**AIM OF THE EXERCISE**
Reproduce every entry exactly, without alteration.

**Position annotation records**
##########
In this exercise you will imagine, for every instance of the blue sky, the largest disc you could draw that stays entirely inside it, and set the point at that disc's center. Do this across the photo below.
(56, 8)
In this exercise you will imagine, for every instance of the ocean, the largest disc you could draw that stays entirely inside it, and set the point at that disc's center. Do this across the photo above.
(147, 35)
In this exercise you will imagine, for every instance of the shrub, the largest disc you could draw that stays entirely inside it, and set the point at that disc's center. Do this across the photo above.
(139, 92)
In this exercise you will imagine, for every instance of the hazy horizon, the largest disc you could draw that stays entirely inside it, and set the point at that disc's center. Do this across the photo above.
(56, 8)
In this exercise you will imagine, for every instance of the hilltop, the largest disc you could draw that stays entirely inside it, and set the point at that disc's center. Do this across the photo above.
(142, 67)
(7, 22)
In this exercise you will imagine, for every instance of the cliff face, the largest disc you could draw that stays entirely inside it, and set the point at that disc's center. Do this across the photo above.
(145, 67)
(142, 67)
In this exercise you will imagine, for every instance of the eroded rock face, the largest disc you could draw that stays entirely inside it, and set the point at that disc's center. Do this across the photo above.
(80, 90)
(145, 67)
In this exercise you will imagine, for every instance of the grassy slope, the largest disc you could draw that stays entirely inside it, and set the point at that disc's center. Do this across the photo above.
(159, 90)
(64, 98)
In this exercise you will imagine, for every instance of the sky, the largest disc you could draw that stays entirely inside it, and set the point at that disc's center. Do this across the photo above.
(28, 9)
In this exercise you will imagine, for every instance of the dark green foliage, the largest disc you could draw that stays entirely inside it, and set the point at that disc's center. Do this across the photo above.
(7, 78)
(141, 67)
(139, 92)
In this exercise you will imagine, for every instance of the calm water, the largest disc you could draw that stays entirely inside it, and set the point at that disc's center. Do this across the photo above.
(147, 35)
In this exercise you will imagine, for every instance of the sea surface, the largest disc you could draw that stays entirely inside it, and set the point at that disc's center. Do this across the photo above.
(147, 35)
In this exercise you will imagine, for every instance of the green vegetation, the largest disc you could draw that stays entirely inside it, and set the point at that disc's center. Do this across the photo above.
##########
**WRITTEN REPLY**
In this exercise you will imagine, for every instance of the blue sky, the largest disc you could draw that stays entirely inside it, and set the point at that disc's center. Do this across the photo below.
(56, 8)
In this exercise you will imagine, for every instance of the ocean, the largest disc you could draw that stays entirely inside it, and set the point at that disc's center. Do this across the photo above.
(147, 35)
In this exercise you will imagine, for every instance of the shrub, the largest disc you could draw that stays entirely inside it, and set the point at that disc's center. Do this across the photo above.
(139, 92)
In this exercise you will imagine, for every instance of the hazy horizon, the largest disc you could draw that stays entirely inside it, and set the point at that disc's center. Do this across the photo above.
(56, 8)
In this exercise you will imagine, for every instance of the hilltop, the largest disc you could draw that stays entirely inside it, and set the point at that disc's center. Do this across the photo above.
(142, 67)
(7, 22)
In this exercise you will imagine, for every instance of the cliff face, the largest disc you could draw that stays entirely inside it, and set the point at that disc's center. Do this across the photo above.
(145, 67)
(142, 67)
In this exercise you will imagine, for every instance of the eroded rock face, the largest disc you could draw that stays entirely inside it, and set the point at that disc's center. Do this across the photo above.
(80, 90)
(145, 67)
In this exercise you will imagine, for every instance of the grassy slope, the largest disc you could draw that stays entirely inside it, and set the point at that disc's center. Do this across the photo above.
(159, 90)
(64, 98)
In this exercise you will imagine, for every instance of the sky, the largest disc you could draw that stays entirely inside it, and set the point at that disc's center. Do this across the photo above.
(28, 9)
In this exercise you will imagine, for every instance of the dark green foliage, the largest disc you could draw that stays entirely inside it, and set the point at that disc's center. Do this across the photo above.
(7, 78)
(141, 67)
(139, 92)
In this exercise you will imagine, for every instance of the calm water, the largest disc you could draw that stays entirely inside it, and set the point at that disc's center. Do this across the photo above.
(147, 35)
In this exercise you will imagine, for every instance of the sea surface, the largest disc you could draw that stays entirely inside it, and set the point at that disc's center. Do this across the photo above.
(147, 35)
In this exercise you will imagine, for every instance of the green vegetation, the largest disc you could draw that stays entirely inside it, and set the point at that disc's center. Do this across the photo above.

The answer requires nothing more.